Seite:
Meister + Schüler*innen – Beispiele der Bremer Bildhauerschule
Prof. Bernd Altenstein zum 80. Geburtstag
Freiluftausstellung in der Bergstraße vom
1. Juli 2023 bis 30. Juli 2024
Eine Begleitausstellung in der Galerie Altes Rathaus wurde vom 3. September bis 8. Oktober 2023 gezeigt.
Die Einführungsrede während der Eröffnung am 3. September hielt Dr. Arie Hartog, Direktor des Gerhard-Marcks-Haus, in Bremen.
Begrüßung: Bürgermeister Stefan Schwenke, Gemeinde Worpswede.
Skulpturen im öffentlichen Raum 2023/24
Das in 2021 begonnene Ausstellungsprojekt: Ein Skulpturenpfad durch Worpswede `Kunst im öffentlichen Raum´ wird auch in 2023 mit einer neuen Ausstellung „Meister & Schüler*innen – Beispiele der Bremer Bildhauerschule“ fortgeführt. Mit Kunst im öffentlichen Raum will das Projekt Besucher*innen des Künstlerdorfes mit zeitgenössischer Kunst in Berührung bringen, unabhängig davon, ob diese einen Museums- oder Galeriebesuch vorhaben. Damit soll Worpswede als lebendiger Künstlerort erlebbar sein, der über das kulturelle Erbe hinausweist. Zugleich soll aber auch in Worpswede die Wahrnehmung von Bildhauerei und anderen dreidimensionalen Kunstobjekten gestärkt werden.

Aufgabe 1: Formatiere einen Abschnitt der Datenzeilen zur Punktannotation als Markdown-Tabelle mit den Spalten „Nr.“ und „Zeile“ und lass Leerzeilen weg. Beginne bei der Zeile mit „Target: horizon line“ und höre erst nach der letzten Datenzeile auf.
Der Text über die Worpsweder Skulpturenausstellung und die Datenzeilen haben nichts miteinander zu tun.

Daten zur Punktannotation:

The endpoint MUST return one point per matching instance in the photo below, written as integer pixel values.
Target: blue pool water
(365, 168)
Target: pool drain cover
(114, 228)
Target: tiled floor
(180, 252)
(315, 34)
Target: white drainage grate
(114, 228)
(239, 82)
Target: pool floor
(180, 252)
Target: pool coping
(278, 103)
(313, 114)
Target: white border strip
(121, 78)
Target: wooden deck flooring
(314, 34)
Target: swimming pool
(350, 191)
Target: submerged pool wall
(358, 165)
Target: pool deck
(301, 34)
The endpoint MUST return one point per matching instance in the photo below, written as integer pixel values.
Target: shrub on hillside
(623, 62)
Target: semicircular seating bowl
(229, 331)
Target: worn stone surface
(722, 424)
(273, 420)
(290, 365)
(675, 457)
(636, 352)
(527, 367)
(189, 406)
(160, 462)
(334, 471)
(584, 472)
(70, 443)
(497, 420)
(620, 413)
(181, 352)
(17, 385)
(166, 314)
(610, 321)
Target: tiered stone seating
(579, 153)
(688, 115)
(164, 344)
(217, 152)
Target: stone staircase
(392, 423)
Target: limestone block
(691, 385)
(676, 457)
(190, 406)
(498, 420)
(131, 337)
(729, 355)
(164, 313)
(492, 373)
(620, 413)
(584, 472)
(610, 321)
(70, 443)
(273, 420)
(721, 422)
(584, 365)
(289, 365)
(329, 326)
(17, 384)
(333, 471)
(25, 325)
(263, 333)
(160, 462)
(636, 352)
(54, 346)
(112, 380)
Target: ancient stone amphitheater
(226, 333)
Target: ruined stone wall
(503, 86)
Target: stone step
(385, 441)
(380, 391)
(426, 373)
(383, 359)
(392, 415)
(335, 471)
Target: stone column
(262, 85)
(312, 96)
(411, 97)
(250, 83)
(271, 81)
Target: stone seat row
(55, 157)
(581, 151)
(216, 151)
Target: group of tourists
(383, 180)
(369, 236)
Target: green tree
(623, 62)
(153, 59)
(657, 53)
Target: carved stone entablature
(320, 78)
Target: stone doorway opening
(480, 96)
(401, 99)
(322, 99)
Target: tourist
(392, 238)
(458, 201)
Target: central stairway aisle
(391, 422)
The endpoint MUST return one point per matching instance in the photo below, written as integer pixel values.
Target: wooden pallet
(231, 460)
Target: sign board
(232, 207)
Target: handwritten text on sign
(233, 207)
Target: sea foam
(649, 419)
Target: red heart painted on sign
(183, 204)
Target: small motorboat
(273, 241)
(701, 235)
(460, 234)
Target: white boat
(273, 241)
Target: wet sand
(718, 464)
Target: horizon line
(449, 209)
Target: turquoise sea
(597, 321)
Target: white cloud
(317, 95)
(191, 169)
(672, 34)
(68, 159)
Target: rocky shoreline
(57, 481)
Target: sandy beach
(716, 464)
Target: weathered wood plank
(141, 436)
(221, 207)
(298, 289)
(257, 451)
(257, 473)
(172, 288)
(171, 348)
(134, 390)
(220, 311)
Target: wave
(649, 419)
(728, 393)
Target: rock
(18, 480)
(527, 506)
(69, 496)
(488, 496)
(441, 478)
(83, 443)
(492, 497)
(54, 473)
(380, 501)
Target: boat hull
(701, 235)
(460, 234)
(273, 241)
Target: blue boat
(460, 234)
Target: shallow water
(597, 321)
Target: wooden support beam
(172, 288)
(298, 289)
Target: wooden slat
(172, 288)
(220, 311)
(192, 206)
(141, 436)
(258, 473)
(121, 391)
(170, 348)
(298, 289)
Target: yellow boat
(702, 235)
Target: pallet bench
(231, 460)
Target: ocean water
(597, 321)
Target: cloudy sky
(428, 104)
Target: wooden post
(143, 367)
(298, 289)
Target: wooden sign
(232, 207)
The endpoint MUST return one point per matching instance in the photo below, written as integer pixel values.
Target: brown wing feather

Aufgabe 2: Schreib den Text über die Worpsweder Skulpturenausstellung im Anschluss an seinen letzten Satz weiter.

Endgültige Antwort 1:
| Nr. | Zeile |
|---|---|
| 1 | Target: horizon line |
| 2 | (449, 209) |
| 3 | Target: turquoise sea |
| 4 | (597, 321) |
| 5 | Target: white cloud |
| 6 | (317, 95) |
| 7 | (191, 169) |
| 8 | (672, 34) |
| 9 | (68, 159) |
| 10 | Target: rocky shoreline |
| 11 | (57, 481) |
| 12 | Target: sandy beach |
| 13 | (716, 464) |
| 14 | Target: weathered wood plank |
| 15 | (141, 436) |
| 16 | (221, 207) |
| 17 | (298, 289) |
| 18 | (257, 451) |
| 19 | (257, 473) |
| 20 | (172, 288) |
| 21 | (171, 348) |
| 22 | (134, 390) |
| 23 | (220, 311) |
| 24 | Target: wave |
| 25 | (649, 419) |
| 26 | (728, 393) |
| 27 | Target: rock |
| 28 | (18, 480) |
| 29 | (527, 506) |
| 30 | (69, 496) |
| 31 | (488, 496) |
| 32 | (441, 478) |
| 33 | (83, 443) |
| 34 | (492, 497) |
| 35 | (54, 473) |
| 36 | (380, 501) |
| 37 | Target: boat hull |
| 38 | (701, 235) |
| 39 | (460, 234) |
| 40 | (273, 241) |
| 41 | Target: blue boat |
| 42 | (460, 234) |
| 43 | Target: shallow water |
| 44 | (597, 321) |
| 45 | Target: wooden support beam |
| 46 | (172, 288) |
| 47 | (298, 289) |
| 48 | Target: wooden slat |
| 49 | (172, 288) |
| 50 | (220, 311) |
| 51 | (192, 206) |
| 52 | (141, 436) |
| 53 | (258, 473) |
| 54 | (121, 391) |
| 55 | (170, 348) |
| 56 | (298, 289) |
| 57 | Target: yellow boat |
| 58 | (702, 235) |
| 59 | Target: pallet bench |
| 60 | (231, 460) |
| 61 | Target: ocean water |
| 62 | (597, 321) |
| 63 | Target: cloudy sky |
| 64 | (428, 104) |
| 65 | Target: wooden post |
| 66 | (143, 367) |
| 67 | (298, 289) |
| 68 | Target: wooden sign |
| 69 | (232, 207) |
| 70 | The endpoint MUST return one point per matching instance in the photo below, written as integer pixel values. |
| 71 | Target: brown wing feather |

Endgültige Antwort 2:
Der weit bekannte Worpsweder Bildhauer Bernd Altenstein feiert im April 2023 seinen 80. Geburtstag. Jahrzehntelang hat er als Professor an der HfK Bremen im Studiengang Freie Kunst junge Bildhauerinnen und Bildhauer geschult, die längst inzwischen selber erfolgreiche und namenhafte Bildhauer*innen sind. Ihm zu Ehren präsentiert der Künstlerort Worpswede, wo er seit 1994 sein Atelier in der Bauernreihe hat, die Ausstellung „Meister Schüler*innen – Beispiele der Bremer Bildhauerschule“ für ein Jahr lang bis Juli 2024 mit insgesamt 13 Bildhauer-Arbeiten.
Neben Bernd Altenstein werden ausstellen Cornelia Brader (Memmingen), Hinrich Brockmöller (Bremen), Klaus Effern (Bremen), Rainer Fest (Glashütte), Ulrike Gölner (Verden), Dietrich Heller (Bremen), Hans J. Müller (Bremen), Amir Omerovic (Bremen), Stefan Saxen (Bremen), Silvia Siemes (Tengen). In der Galerie Altes Rathaus werden zudem Barbara Deutschmann (Bremen), Gisela Eufe (Bremen/Worpswede) und Christoph Fischer (Worpswede) zu sehen sein.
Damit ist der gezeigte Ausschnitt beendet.